From the St. Petersburg trip account, copy word for word the part that opens with the words containing "But we did manage" and closes with "a tired preschooler.".

» QUOTED PASSAGE

──────

Our British Airways flight from Heathrow to Pulkovo International in St. Petersburg was a pleasantly short three hours. Our three-year-old son had graciously given up the window seat for once, and I felt my first real twinge of excitement as we hovered above the clouds and then began our descent into Russia.

That twinge faded pretty quickly as my Baroque vision of St. Petersburg was replaced immediately by the massive maze of gray Soviet-style apartment buildings that stretched as far as I could see interspersed with smoking stacks and the odd nuclear reactor tower. The airport was also smoky and dingy and poorly lit. It was almost like walking onto a Cold War movie set. Follow that up with the fact that we waited for an hour for our ride from the hotel…because “flights never get in early from London, they’re always late”…and my expectations were dropping by the minute.

But we did manage to resurrect them. We stayed at the Renaissance Baltic Hotel, which was half a block away from St. Isaac’s Cathedral and the Mariinksy Palace. We took an evening stroll among the outdoor Christmas lights after checking in to get our bearings and then returned to the hotel and ordered room service…a luxury that we afforded ourselves on more than one evening as it was the easiest thing to do with a tired preschooler.

The next day was our only full day in St. Petersburg, and I’d planned it out fairly carefully so that we’d be able to see the things we wanted. But it totally fell apart, as all well-laid plans do. We were an hour late getting out of the hotel after breakfast, and our first big outing was going to be to the Winter Palace, home of the Russian Tsars. Admission was a mere $17 USD and little ones were free. But we had been informed that it was free entry on the first Thursday of the month, which this day happened to be.

So after a leisurely stroll along the Neva River with a little playing in the snow (yay! a morning dusting!), we came to the Palace Square…and spent the next two and a half hours standing in line with the rest of the Russians that had shown up for free entry. Happily we had purchased thermal underwear before we left, so it wasn’t completely miserable. But it was 28 degrees, and by the last half hour even the Russians were starting to huddle together and jump up and down in the cold.

──────

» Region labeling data
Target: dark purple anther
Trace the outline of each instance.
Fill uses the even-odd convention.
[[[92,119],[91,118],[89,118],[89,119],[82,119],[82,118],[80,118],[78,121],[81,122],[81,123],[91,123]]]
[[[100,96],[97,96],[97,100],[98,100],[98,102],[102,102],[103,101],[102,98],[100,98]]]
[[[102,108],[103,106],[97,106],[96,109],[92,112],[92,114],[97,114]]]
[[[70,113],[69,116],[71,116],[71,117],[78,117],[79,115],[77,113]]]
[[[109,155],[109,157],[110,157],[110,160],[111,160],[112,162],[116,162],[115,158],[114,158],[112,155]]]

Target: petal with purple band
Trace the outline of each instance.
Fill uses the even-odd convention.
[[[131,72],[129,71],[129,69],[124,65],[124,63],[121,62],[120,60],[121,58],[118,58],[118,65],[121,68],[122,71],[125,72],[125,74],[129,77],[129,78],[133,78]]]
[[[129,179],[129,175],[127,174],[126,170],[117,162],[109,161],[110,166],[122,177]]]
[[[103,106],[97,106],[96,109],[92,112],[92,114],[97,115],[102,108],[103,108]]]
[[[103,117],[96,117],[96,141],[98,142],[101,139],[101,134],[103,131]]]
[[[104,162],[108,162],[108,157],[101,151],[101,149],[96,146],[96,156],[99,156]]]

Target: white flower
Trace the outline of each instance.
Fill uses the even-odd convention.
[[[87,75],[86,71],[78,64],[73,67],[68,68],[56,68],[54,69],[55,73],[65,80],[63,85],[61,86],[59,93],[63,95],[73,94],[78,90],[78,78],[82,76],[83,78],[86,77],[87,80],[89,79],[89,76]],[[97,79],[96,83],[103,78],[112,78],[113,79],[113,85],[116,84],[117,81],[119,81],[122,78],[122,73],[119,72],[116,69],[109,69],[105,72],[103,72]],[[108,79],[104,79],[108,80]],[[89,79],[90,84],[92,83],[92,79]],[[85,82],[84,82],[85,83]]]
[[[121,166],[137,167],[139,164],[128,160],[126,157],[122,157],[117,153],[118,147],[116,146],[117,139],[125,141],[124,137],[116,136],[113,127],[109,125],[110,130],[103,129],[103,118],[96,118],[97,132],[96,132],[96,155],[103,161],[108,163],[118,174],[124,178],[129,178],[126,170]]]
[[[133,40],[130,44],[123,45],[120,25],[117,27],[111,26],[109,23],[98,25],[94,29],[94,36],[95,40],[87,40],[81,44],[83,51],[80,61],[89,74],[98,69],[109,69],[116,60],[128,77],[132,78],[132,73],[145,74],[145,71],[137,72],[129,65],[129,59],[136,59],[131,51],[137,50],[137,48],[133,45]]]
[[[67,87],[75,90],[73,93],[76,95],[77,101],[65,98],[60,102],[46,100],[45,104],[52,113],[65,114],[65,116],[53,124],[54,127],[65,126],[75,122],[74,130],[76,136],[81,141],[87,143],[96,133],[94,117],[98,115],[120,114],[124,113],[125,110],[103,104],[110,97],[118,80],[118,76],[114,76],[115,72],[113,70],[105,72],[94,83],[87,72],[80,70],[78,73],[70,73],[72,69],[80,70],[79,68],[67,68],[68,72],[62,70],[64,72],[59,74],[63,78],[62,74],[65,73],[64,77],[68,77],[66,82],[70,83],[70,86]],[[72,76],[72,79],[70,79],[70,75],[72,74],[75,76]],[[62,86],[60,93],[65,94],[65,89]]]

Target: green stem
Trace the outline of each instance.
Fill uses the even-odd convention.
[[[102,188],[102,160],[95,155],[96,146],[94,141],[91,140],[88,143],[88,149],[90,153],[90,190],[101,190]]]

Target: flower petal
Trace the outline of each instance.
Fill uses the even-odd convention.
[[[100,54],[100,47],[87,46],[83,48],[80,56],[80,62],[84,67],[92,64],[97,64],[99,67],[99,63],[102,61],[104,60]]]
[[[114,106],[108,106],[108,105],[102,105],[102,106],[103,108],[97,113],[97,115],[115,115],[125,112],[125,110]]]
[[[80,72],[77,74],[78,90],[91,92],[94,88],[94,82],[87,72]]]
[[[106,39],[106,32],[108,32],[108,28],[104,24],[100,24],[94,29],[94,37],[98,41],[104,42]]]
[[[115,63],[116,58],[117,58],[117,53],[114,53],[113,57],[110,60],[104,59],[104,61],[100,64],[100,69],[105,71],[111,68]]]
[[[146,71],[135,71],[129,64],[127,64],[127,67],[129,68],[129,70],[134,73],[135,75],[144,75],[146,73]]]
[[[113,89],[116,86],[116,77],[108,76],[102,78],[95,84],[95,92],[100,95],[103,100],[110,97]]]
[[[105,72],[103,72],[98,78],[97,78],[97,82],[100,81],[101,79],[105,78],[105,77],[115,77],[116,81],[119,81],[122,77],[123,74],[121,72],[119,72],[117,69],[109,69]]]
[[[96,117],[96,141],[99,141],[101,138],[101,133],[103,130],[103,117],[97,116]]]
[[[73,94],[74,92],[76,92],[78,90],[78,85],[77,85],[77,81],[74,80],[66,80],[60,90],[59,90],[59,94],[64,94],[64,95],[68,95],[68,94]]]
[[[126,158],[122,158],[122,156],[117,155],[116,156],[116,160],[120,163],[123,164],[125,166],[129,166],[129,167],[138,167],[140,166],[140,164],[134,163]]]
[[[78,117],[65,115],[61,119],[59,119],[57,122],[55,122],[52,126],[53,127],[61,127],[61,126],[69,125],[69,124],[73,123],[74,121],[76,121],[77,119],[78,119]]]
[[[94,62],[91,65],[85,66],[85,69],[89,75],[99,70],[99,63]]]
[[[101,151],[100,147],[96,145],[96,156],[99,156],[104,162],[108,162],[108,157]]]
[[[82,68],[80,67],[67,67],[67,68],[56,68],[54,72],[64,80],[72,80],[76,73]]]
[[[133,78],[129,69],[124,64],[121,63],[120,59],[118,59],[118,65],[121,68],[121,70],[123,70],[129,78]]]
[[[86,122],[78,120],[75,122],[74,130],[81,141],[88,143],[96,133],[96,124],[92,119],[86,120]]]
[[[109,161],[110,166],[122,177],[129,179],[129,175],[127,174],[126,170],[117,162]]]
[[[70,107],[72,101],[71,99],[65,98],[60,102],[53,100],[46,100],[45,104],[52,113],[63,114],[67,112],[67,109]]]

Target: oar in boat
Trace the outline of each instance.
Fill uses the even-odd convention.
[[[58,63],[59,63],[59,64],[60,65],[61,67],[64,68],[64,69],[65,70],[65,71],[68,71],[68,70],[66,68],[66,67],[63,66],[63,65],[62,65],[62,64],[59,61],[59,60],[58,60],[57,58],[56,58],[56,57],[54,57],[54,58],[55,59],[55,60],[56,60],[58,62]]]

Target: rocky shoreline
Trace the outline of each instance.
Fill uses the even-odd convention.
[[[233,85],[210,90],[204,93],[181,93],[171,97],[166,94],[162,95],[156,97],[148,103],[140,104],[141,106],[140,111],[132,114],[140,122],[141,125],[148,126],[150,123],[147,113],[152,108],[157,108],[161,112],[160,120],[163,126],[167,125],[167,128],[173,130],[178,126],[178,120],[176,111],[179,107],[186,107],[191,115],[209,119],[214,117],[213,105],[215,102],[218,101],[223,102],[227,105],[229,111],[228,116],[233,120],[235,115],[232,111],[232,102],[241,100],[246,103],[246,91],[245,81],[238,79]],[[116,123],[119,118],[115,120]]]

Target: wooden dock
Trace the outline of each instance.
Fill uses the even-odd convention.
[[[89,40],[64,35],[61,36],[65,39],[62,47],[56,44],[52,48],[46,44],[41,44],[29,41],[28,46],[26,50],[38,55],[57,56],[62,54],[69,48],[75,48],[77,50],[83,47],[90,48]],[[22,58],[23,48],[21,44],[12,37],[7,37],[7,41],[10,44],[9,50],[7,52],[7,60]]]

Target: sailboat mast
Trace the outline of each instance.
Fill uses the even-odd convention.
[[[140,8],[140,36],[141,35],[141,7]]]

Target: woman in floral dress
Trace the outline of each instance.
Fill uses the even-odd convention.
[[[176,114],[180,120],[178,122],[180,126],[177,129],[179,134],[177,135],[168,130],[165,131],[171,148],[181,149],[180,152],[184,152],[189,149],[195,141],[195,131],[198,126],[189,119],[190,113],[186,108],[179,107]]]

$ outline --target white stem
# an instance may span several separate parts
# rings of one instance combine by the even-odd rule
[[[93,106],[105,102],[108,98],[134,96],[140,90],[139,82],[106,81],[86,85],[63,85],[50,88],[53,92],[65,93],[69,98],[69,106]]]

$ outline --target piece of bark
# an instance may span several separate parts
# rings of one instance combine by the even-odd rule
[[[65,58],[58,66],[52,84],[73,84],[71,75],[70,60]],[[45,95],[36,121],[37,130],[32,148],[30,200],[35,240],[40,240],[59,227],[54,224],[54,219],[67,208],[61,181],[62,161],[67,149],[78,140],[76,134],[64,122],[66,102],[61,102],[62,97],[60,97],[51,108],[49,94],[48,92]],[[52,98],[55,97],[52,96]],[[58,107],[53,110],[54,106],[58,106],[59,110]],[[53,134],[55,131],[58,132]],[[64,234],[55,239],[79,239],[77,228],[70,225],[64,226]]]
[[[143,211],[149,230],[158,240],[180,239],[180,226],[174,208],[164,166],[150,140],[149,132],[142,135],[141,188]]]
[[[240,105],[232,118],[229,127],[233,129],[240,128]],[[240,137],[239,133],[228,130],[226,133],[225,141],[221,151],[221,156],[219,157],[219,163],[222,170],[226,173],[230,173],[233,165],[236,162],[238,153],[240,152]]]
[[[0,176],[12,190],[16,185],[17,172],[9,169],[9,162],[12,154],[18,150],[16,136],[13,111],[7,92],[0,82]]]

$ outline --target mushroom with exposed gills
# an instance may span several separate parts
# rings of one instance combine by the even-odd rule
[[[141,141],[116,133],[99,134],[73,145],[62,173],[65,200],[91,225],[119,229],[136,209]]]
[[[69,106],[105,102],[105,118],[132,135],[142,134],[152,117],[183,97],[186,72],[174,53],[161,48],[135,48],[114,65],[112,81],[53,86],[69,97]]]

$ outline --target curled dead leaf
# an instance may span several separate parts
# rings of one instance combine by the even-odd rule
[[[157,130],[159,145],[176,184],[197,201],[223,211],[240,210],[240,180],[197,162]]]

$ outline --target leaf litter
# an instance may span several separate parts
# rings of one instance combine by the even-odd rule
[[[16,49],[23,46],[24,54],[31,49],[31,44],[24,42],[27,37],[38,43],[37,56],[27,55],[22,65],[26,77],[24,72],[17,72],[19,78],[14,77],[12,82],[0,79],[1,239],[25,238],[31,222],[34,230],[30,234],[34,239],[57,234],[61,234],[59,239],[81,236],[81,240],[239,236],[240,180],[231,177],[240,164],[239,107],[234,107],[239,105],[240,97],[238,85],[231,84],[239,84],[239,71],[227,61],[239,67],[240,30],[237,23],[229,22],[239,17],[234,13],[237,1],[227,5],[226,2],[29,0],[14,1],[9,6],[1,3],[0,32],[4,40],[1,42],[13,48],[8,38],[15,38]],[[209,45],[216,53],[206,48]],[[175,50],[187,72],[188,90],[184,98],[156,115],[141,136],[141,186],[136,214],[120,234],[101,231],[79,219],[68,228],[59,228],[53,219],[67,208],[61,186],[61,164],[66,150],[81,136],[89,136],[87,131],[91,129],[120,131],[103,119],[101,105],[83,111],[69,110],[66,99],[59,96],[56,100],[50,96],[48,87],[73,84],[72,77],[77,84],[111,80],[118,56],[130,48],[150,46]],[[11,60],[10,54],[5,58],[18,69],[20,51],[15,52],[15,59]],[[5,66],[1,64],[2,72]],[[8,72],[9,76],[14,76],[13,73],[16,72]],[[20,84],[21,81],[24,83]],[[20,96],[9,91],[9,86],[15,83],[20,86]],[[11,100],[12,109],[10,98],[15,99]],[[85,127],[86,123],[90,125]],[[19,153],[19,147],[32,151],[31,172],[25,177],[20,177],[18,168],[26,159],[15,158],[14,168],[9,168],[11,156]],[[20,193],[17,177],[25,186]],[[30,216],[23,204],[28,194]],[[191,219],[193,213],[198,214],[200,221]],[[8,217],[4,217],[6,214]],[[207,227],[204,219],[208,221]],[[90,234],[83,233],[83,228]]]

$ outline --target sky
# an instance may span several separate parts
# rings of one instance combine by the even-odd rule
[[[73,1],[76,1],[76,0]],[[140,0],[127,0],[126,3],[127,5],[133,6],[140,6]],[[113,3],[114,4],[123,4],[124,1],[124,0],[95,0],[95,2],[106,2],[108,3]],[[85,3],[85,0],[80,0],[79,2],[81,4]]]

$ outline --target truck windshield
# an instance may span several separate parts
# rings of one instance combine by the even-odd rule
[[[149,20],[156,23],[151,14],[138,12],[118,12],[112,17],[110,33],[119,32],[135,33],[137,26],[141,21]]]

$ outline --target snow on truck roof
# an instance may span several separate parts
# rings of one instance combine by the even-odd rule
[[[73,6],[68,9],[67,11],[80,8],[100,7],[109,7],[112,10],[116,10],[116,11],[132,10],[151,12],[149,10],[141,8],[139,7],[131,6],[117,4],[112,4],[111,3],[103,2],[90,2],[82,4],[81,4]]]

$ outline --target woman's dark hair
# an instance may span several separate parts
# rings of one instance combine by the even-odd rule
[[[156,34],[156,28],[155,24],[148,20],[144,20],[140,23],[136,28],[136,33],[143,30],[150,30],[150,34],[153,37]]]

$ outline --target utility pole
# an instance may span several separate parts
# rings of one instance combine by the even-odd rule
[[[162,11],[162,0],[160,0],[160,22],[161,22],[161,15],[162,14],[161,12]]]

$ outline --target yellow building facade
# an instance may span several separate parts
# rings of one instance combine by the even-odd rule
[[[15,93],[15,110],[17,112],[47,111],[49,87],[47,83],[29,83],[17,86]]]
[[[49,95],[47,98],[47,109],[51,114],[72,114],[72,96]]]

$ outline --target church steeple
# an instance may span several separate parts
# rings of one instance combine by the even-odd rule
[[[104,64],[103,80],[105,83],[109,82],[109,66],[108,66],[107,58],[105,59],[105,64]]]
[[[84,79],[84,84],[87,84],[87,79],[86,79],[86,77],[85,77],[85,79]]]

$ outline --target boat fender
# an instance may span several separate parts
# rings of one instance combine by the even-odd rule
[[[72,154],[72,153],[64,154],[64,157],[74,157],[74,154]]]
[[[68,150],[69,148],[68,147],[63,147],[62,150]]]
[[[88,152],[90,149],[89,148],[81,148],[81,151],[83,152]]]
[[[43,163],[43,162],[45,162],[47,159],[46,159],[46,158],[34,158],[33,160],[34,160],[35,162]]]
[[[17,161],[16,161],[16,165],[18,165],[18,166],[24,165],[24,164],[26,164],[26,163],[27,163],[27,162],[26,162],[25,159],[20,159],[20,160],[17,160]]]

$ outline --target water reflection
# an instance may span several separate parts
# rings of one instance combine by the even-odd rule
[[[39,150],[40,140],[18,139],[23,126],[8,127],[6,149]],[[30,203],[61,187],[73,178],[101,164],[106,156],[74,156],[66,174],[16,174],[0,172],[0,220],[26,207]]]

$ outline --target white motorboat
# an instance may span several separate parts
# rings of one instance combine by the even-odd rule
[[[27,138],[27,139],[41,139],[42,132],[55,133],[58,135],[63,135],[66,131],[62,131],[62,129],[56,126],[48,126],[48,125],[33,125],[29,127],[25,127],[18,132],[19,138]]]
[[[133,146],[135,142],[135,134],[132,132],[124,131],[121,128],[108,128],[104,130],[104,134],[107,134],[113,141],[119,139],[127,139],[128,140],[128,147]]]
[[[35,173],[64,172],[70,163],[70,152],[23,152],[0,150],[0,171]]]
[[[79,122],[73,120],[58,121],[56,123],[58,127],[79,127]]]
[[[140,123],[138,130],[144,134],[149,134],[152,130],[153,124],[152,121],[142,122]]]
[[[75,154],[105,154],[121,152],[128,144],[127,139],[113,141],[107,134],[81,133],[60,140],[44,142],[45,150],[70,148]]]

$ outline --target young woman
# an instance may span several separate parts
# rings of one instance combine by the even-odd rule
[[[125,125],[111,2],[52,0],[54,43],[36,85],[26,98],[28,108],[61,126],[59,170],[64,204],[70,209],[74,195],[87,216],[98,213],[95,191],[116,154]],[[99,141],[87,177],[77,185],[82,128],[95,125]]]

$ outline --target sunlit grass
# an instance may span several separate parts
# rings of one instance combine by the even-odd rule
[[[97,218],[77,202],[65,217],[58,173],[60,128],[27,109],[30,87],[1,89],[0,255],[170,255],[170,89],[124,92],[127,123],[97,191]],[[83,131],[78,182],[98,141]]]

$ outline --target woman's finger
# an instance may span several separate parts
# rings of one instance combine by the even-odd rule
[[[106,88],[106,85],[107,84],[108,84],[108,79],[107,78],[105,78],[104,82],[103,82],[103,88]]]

──────

» COMPLETE RESPONSE
But we did manage to resurrect them. We stayed at the Renaissance Baltic Hotel, which was half a block away from St. Isaac’s Cathedral and the Mariinksy Palace. We took an evening stroll among the outdoor Christmas lights after checking in to get our bearings and then returned to the hotel and ordered room service…a luxury that we afforded ourselves on more than one evening as it was the easiest thing to do with a tired preschooler.